----- INFORMATION PROVIDED

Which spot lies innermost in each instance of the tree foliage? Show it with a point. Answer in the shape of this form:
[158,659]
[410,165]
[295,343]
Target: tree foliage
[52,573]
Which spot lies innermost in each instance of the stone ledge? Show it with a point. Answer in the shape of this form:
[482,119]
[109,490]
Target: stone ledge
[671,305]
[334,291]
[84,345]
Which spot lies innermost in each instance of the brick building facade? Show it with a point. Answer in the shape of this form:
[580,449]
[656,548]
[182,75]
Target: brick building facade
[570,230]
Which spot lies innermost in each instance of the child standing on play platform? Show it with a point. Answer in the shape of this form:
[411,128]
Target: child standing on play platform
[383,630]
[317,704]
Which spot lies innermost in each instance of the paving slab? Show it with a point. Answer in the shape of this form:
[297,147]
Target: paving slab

----------

» SHORT TASK
Take the data above and return it exactly.

» RESPONSE TO THIS EXERCISE
Which spot lies innermost in each instance of the tree foliage? Show it with a point. Answer in the shape of this form:
[158,659]
[410,165]
[295,343]
Target: tree foliage
[52,573]
Which spot lies innermost in each instance of the stone ledge? Show it with a point. Answer in the shape of this form:
[482,119]
[109,490]
Target: stone ledge
[671,305]
[334,291]
[84,345]
Which spot lies innermost in each instance of the brick building facade? Show it with a point. Answer in the shape of this form:
[580,449]
[656,548]
[182,75]
Target: brick building facade
[570,230]
Which spot lies innermost in each instance of the child standing on play platform? Show it with a point. Answer in the shape of this form:
[411,128]
Target: child standing on play platform
[383,630]
[317,704]
Which spot lies innermost in each instance of the paving slab? Show it with a point. Answer in the shape of this form:
[297,147]
Target: paving slab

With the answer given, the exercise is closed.